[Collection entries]

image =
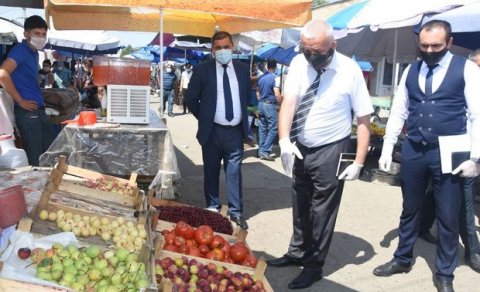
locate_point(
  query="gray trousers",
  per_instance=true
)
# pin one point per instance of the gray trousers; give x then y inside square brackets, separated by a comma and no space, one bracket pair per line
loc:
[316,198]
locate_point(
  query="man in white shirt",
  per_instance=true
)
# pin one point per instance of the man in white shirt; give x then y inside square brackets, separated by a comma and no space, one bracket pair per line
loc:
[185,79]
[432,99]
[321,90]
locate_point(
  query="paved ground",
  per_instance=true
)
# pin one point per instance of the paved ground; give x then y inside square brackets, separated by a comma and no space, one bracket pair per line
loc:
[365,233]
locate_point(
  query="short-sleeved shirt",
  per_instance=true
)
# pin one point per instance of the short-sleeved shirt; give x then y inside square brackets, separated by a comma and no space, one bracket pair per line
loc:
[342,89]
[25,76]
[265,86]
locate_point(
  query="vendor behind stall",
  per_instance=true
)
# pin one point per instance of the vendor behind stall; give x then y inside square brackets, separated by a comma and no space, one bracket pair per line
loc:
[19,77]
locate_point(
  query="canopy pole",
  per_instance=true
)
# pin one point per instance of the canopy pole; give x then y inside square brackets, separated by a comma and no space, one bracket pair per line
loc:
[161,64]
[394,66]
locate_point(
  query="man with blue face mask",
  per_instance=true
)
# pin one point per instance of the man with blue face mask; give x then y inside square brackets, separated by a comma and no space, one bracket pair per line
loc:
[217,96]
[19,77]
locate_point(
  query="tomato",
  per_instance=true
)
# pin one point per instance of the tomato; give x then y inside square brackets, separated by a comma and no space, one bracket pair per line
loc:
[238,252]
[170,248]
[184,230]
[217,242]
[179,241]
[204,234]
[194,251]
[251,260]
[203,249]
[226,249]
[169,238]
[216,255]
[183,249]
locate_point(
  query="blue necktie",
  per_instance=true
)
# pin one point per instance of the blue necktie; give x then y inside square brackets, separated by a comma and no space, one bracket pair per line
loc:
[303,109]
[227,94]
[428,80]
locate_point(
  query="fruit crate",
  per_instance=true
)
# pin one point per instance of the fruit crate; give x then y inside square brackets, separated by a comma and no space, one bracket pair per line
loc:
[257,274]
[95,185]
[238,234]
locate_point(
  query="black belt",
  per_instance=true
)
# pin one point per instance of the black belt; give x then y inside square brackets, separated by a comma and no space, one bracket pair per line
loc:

---

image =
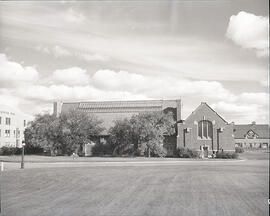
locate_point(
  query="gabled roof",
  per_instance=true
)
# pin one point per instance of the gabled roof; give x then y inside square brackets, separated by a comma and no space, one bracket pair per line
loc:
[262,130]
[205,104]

* * *

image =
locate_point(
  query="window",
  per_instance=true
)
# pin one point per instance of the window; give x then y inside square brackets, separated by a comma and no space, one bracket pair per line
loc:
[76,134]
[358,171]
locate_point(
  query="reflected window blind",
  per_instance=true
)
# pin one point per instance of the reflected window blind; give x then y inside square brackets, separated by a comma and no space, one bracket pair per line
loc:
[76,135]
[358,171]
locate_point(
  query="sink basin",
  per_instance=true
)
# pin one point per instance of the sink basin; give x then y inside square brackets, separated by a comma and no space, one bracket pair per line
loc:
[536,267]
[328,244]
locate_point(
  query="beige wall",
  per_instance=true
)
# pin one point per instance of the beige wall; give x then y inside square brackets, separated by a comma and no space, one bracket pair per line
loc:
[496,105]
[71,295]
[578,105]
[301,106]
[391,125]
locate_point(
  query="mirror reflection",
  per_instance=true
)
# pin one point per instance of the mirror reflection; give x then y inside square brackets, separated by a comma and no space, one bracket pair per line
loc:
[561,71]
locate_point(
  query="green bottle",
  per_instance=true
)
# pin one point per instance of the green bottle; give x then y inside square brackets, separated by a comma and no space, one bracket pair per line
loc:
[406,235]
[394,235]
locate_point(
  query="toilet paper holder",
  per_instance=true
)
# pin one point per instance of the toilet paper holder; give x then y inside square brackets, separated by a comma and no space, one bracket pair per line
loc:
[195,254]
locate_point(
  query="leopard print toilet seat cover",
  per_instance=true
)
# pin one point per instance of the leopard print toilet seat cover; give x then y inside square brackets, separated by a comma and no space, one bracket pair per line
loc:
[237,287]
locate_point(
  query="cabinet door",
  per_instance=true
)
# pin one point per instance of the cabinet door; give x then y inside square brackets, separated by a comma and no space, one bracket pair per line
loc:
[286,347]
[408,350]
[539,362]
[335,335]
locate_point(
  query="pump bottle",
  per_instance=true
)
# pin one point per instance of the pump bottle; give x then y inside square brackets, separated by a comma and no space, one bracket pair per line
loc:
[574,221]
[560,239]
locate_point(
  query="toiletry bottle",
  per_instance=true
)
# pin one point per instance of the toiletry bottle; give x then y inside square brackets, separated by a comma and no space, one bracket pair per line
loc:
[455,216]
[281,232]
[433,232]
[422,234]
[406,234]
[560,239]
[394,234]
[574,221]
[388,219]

Task instructions:
Pull out every line of the listing above that holds the word "paved", and copy each one without changes.

Reply:
  query="paved ground",
# pin one point per instance of the paved ground; give x then y inside square brackets, separated by a comma and no space, one bracket pair per line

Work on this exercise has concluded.